Transcreva sem nenhuma alteração todo o trecho do material que vai da linha que contém "Mark every instance of the truck tire" até o final do material, com as duas extremidades incluídas.

Trechos de conjunto de dados sobre apontamento de objetos:
....

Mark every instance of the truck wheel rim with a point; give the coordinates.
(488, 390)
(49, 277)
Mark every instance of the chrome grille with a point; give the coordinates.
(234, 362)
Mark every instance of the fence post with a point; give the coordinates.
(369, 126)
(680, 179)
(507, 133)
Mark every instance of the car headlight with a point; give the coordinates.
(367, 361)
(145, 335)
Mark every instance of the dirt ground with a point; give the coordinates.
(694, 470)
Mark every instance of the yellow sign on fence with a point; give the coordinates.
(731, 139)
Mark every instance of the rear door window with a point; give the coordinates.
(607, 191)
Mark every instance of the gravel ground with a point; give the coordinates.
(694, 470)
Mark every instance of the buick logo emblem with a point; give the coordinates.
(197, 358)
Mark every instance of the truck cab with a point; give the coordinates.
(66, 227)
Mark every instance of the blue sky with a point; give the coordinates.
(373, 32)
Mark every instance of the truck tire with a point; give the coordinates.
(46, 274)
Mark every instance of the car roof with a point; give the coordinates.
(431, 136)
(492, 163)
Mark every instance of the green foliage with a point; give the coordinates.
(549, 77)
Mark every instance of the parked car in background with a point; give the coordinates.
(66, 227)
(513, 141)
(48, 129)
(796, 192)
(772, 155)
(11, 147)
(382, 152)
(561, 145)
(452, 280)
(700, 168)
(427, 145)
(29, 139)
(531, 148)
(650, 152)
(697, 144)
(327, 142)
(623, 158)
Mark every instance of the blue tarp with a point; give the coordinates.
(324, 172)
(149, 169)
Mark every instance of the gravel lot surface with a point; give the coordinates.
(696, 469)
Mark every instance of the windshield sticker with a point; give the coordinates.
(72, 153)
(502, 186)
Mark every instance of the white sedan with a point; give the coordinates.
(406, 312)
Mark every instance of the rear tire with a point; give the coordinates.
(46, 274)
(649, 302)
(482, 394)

....

• [Resposta]
Mark every instance of the truck tire with a point; give the coordinates.
(46, 274)
Mark every instance of the car roof with a point; give the coordinates.
(431, 136)
(492, 163)
Mark every instance of the green foliage with a point; give the coordinates.
(549, 77)
Mark every instance of the parked car in background with a point; give the coordinates.
(66, 227)
(513, 141)
(48, 129)
(796, 192)
(772, 155)
(11, 147)
(382, 152)
(561, 145)
(452, 280)
(700, 168)
(427, 145)
(29, 139)
(531, 148)
(650, 152)
(697, 144)
(327, 142)
(623, 158)
Mark every instance of the blue tarp with a point; give the coordinates.
(324, 172)
(149, 169)
Mark every instance of the gravel lot surface with a point; give the coordinates.
(696, 469)
Mark every instance of the windshield sticker with a point; give the coordinates.
(72, 153)
(502, 186)
Mark every instance of the white sedan with a point; give the coordinates.
(406, 312)
Mark every instance of the rear tire with a point; give the coordinates.
(46, 274)
(649, 302)
(482, 394)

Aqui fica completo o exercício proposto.